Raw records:
━━━━━━━━━━━━━━━━

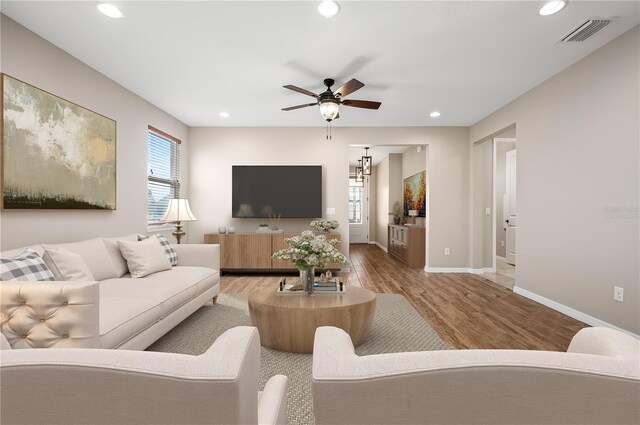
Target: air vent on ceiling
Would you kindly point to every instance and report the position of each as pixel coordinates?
(585, 30)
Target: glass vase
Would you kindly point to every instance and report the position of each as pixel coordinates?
(307, 279)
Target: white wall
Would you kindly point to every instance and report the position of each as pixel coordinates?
(578, 183)
(413, 161)
(382, 201)
(395, 180)
(214, 149)
(26, 56)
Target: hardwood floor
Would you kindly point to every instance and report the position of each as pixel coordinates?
(466, 310)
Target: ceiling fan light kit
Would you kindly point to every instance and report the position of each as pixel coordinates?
(329, 109)
(366, 163)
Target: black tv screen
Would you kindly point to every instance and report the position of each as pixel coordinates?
(292, 191)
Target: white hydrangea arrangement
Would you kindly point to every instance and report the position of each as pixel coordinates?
(308, 251)
(324, 225)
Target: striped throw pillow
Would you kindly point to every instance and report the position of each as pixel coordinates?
(26, 266)
(171, 254)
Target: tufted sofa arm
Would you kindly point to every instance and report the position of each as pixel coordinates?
(97, 386)
(50, 314)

━━━━━━━━━━━━━━━━

Aim:
Reproduce all of the lines above word for word, leaving the picture out of your answer.

Solution to the problem:
Target: air vent on ceiling
Would you kindly point to every instance and report the position of each as pixel coordinates?
(585, 30)
Target: glass vase
Would you kindly point to every instance and report the position of each as pixel coordinates?
(307, 279)
Target: white wall
Would you kindly point to every instance and report the position of each as pixel coordinates?
(578, 183)
(413, 161)
(382, 201)
(395, 180)
(214, 149)
(26, 56)
Target: hardwood floor
Would you kindly point to every instance and report the position of each as pixel coordinates?
(466, 310)
Target: ceiling fan light kit
Would you kindly point to every instance and report the position of each as pixel coordinates?
(329, 109)
(366, 163)
Target: black tv screen
Would you kindly point to every instance and report the position of each as pixel coordinates?
(292, 191)
Target: white hydrangea arrangement
Would you kindly point to every instance and report the position of each as pixel coordinates?
(308, 251)
(324, 225)
Target: striped throw pillow
Would you kindly point to every instance and report the position of each as pixel coordinates?
(26, 266)
(171, 254)
Target: tufted sofa arm
Would you kindly point to every instance and report the position of each as pixel coordinates?
(97, 386)
(50, 314)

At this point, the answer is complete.